Posted: Tue Oct 16, 2012 8:26 pm
by KitemanSA
Let us see.

E=1/2mv^2

1kg to orbit is about 1*7000^2/2~25MJ or 25000kWs

25000/3600 ~ 7kWh. At 14 cents/ kWh, that is a whopping ONE DOLLAR!

$10,000/kg seems a tad inefficient.

Perhaps a Kite Launcher-HASTOL duo would get closer.

Posted: Tue Oct 16, 2012 8:59 pm
by GIThruster
Seems that way because you either don't know how to do the math properly or are wasting people's time with your deliberate misrepresentations.

Putting stuff in orbit requires orbital speeds and such speeds in atmosphere always create severe problems. But of course you know that.

Posted: Tue Oct 16, 2012 11:06 pm
by Aero
KitemanSA wrote:Let us ee.

E=1/2mv^2

1kg to orbit is about 1*7000^2/2~25MJ or 25000kWs

25000/3600 ~ 7kWh. At 14 cents/ kWh, that is a whopping ONE DOLLAR!

$10,000/kg seems a tad inefficient.

Perhaps a Kite Launcher-HASTOL duo would get closer.
$1.00 is very close to the number I have seen touted as the electrical cost per kg for launch from Earth via a space elevator. Of course it begs the question of the cost of the space elevator.

Posted: Tue Oct 16, 2012 11:06 pm
by Aero
KitemanSA wrote:Let us ee.

E=1/2mv^2

1kg to orbit is about 1*7000^2/2~25MJ or 25000kWs

25000/3600 ~ 7kWh. At 14 cents/ kWh, that is a whopping ONE DOLLAR!

$10,000/kg seems a tad inefficient.

Perhaps a Kite Launcher-HASTOL duo would get closer.
$1.00 is very close to the number I have seen touted as the electrical cost per kg for launch from Earth to GEO via a space elevator. Of course it begs the question of the cost of the space elevator.

Posted: Wed Oct 17, 2012 12:58 am
by KitemanSA
Yet again, gastro-intestinal thruster jumps straight to accusations of malfeasance and put-downs. Oy, vat a surprise... NOT!!!

Seems he either can't or won't read simple statements of fact.

I wonder what his imaginary issue is.

Posted: Wed Oct 17, 2012 3:21 am
by Betruger
ladajo wrote:and Bigelow.
It'd be nice given the current state of things, if you take that ex-BA employee at NSF's word for it.

Posted: Wed Oct 17, 2012 4:54 pm
by ladajo
Haven't seen it. I tend to stay away from NSF. Can you port a link?
Curious to hear what he is saying.

> _LISTING_

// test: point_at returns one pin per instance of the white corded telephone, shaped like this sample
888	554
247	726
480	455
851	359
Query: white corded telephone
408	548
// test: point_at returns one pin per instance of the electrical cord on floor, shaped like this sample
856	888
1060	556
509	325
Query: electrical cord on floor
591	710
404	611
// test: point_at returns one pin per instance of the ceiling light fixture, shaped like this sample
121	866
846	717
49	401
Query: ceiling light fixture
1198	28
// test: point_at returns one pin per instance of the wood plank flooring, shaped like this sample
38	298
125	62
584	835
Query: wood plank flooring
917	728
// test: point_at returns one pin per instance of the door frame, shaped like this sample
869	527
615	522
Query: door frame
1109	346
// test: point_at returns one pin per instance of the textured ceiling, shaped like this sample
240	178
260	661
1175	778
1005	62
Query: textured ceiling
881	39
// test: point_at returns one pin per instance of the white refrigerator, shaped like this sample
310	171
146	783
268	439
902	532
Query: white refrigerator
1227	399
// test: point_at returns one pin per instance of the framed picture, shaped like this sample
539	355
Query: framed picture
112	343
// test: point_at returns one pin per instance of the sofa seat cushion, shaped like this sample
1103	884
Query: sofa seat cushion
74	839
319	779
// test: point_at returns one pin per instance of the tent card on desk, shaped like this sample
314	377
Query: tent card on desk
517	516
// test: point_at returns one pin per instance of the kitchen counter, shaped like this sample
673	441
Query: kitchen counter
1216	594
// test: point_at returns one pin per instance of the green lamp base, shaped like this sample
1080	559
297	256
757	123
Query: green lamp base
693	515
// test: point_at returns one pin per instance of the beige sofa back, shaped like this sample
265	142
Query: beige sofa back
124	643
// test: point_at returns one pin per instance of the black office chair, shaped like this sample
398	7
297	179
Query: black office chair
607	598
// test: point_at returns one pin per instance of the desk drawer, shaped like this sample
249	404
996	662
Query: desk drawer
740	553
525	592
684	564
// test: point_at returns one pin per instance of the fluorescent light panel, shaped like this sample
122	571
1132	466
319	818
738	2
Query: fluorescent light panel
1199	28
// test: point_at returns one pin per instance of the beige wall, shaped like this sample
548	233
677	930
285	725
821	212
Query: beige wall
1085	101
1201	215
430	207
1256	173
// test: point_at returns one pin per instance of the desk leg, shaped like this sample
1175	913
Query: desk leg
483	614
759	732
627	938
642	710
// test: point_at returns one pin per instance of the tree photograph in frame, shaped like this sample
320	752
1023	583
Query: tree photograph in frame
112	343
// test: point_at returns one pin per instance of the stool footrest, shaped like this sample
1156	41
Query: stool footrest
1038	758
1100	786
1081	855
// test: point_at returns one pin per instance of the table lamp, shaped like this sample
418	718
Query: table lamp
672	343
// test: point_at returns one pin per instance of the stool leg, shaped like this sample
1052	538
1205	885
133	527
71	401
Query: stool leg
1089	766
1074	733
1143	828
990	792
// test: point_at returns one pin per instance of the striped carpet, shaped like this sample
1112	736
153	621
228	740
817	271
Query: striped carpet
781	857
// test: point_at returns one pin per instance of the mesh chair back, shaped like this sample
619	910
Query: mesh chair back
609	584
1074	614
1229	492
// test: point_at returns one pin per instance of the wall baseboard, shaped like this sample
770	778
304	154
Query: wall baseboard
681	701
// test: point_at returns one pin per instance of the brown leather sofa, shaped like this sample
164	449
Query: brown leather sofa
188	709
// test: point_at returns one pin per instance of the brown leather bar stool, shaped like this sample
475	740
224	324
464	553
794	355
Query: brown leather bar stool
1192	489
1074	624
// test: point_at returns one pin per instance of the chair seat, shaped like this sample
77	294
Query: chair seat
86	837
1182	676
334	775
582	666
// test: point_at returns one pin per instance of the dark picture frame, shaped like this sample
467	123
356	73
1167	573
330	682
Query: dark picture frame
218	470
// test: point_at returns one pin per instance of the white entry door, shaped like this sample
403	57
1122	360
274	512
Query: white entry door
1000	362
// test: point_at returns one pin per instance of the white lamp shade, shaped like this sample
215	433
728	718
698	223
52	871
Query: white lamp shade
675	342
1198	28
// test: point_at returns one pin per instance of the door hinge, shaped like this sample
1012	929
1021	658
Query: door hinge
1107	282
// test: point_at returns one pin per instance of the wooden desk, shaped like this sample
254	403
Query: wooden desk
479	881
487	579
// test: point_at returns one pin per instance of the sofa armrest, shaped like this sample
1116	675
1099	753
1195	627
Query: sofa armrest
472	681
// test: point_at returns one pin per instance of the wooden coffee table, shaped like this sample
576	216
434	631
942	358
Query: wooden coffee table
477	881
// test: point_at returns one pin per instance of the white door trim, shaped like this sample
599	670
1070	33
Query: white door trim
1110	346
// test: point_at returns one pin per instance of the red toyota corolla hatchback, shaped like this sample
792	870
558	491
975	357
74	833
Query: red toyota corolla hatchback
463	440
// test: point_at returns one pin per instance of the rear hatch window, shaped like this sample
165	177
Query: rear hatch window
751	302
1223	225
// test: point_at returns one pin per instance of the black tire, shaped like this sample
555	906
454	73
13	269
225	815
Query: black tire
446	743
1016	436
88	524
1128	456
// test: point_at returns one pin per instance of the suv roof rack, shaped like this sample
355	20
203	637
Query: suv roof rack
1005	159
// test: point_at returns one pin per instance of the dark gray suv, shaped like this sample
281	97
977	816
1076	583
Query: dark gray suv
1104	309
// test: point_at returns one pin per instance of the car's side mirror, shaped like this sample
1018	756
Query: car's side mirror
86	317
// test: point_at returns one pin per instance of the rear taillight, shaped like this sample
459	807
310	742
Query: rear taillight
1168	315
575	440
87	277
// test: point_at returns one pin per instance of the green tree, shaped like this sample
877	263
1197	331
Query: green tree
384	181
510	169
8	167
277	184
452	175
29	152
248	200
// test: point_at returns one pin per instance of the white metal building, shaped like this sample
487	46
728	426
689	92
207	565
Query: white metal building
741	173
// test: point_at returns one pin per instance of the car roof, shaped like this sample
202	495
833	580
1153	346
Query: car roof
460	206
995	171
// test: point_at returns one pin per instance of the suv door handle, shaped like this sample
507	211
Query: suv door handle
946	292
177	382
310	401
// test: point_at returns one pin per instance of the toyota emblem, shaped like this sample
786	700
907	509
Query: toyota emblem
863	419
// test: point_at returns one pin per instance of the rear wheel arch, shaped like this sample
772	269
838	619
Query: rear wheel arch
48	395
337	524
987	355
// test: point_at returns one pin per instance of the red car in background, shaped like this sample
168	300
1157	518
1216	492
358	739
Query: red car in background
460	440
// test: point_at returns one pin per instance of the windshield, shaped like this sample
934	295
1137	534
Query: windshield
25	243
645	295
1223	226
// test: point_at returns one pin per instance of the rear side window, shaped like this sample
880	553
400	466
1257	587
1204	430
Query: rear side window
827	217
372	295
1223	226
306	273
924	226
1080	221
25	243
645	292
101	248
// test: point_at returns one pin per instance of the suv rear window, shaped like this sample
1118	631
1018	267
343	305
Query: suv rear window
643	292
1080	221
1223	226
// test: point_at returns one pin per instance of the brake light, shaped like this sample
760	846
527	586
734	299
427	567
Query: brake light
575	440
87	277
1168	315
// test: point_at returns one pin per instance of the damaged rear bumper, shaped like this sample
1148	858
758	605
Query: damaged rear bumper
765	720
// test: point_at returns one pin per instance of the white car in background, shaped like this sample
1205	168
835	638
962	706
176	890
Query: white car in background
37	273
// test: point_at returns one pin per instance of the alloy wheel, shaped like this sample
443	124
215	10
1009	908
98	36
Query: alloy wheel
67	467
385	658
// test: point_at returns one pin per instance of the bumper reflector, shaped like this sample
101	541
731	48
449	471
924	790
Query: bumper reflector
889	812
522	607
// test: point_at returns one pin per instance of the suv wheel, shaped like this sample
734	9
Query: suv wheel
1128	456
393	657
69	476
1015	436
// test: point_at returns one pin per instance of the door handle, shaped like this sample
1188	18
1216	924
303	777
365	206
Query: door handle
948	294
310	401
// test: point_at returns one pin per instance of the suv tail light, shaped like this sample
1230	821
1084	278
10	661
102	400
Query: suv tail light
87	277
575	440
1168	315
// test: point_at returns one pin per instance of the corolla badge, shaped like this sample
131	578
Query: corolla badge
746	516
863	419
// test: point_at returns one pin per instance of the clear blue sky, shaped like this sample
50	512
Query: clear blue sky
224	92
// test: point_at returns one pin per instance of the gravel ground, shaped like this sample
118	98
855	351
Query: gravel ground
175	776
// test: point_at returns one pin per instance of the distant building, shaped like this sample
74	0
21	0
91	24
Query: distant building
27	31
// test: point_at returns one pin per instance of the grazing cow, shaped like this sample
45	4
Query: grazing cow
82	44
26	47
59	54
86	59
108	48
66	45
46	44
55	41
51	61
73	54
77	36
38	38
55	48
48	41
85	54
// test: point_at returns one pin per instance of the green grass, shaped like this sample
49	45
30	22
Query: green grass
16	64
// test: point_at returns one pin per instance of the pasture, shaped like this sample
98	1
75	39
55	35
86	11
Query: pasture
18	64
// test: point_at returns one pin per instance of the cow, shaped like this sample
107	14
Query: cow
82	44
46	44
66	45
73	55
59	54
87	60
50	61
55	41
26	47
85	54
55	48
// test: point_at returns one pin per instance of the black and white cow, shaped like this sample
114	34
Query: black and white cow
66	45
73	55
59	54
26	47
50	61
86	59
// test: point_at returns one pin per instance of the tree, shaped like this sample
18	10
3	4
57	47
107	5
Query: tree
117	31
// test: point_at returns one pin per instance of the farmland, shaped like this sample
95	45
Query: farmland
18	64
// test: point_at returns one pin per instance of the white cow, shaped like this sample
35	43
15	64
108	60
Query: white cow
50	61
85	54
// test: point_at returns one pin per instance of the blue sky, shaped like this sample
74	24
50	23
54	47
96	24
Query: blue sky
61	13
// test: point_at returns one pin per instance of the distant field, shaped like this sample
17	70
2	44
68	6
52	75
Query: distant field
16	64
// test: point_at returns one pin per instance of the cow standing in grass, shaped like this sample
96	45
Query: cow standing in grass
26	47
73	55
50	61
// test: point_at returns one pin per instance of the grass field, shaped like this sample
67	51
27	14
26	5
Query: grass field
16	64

> _DO THIS_
In the forum thread, why does KitemanSA say "$10,000/kg seems a tad inefficient"? Answer in one to three sentences.

> _COMPLETE RESPONSE_
Using E=1/2mv^2, KitemanSA estimates that putting 1 kg into orbit takes about 25 MJ, or roughly 7 kWh. At 14 cents per kWh, that energy costs only about one dollar, far below $10,000 per kilogram.